Actions to take —
A. Set down, word for word, the part of the forum thread on Herakles coils that runs from "Does anyone know" down to "mine from him.".
B. In the forum thread about Herakles coils, from where does Blu_Marlin suggest ordering the original V1 coils?
## start Passage given
# Help sense Herakles coils!!



## Scouse45 (25/8/16)

Does anyone know where I can get sense Herakles coils? I was given one for free and it's really decent for now and then but can't find coils anywhere??! My only option is to resort to using Atlantis coils... Please help


----------



## OnePowerfulCorsa (25/8/16)

Check with Lim from Dragon Vapes. I got mine from him.


Sent from my iPhone using Tapatalk


----------



## Scouse45 (25/8/16)

Thanks bud legend!!


----------



## Scouse45 (25/8/16)

Where is dragon vapes how do I find them


----------



## Marius Combrink (25/8/16)

Scouse45 said:


> Where is dragon vapes how do I find them


http://dragonvape.thisistap.com/

Reactions: Creative 1


----------



## Scouse45 (25/8/16)

@OnePowerfulCorsa r those Herakles V1 coils or Herakles plus?? I need the first edition Herakles coils


----------



## OnePowerfulCorsa (25/8/16)

Bud the Herakles Plus. I haven't a clue about the v1, sorry man.


Sent from my iPhone using Tapatalk


----------



## Scouse45 (25/8/16)

Thanks bud ya I got Herakles plus coils. Shot


----------



## Blu_Marlin (25/8/16)

Hi @Scouse45 the V1 is definitely one of the better tanks that I`ve tried. If you really want the original coils then your best bet would be ordering from Fastech and wait it out. I`ve not seen any vendors carry these coils locally. I`ve attached a list of coils that work with the Herakles V1. I have not tried all the different coils on the list so I cant be 100% certain.

Depending on what type/material/ohm coil you are looking for, your best bet, locally, would be the Eleaf Ijust/Melo coils. I`ve used those successfully. Theoretically you can also use the Vaporesso CCell but only the one that looks like this:
CCell that would probably work: (for the life of me I cant seem to find a picture of the coil, but its not the one with the three wick holes that are bunched together but rather single wick holes around the coil)
## end Passage given
## start Given entries
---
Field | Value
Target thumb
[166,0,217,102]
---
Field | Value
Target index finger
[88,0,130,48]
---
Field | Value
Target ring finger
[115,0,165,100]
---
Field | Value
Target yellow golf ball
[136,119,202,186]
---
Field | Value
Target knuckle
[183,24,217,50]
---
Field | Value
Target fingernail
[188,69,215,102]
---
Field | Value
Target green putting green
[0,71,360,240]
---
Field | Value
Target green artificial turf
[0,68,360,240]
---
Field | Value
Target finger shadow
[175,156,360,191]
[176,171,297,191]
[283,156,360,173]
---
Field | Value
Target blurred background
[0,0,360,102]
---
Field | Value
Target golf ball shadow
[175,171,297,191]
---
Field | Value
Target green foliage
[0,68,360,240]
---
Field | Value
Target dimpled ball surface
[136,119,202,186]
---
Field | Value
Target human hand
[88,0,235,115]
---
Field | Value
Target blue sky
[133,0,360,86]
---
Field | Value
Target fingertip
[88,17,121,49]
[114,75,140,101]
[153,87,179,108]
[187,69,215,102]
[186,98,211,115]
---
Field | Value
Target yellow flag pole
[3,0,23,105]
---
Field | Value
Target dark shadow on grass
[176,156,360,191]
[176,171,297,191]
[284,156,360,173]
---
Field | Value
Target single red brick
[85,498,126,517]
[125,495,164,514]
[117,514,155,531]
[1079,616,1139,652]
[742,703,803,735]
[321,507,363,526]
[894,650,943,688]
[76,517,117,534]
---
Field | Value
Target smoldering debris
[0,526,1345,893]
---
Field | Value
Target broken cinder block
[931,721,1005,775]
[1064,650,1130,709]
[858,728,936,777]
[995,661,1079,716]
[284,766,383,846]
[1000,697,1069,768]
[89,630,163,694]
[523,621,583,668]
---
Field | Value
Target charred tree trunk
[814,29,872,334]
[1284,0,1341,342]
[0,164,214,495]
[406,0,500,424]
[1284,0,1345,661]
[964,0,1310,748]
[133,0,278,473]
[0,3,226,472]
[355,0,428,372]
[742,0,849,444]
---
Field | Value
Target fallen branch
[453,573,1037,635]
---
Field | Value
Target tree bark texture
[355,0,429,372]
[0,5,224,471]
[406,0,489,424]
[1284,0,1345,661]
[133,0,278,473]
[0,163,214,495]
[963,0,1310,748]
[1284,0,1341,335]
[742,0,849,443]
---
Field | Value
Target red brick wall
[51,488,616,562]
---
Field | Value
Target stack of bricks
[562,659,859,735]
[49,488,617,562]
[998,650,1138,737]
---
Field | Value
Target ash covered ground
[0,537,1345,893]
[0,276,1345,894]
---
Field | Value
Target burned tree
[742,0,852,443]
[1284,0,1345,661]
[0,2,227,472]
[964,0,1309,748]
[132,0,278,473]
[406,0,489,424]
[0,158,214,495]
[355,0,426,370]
## end Given entries
In response —
A.
Does anyone know where I can get sense Herakles coils? I was given one for free and it's really decent for now and then but can't find coils anywhere??! My only option is to resort to using Atlantis coils... Please help


----------



## OnePowerfulCorsa (25/8/16)

Check with Lim from Dragon Vapes. I got mine from him.

B. From Fastech.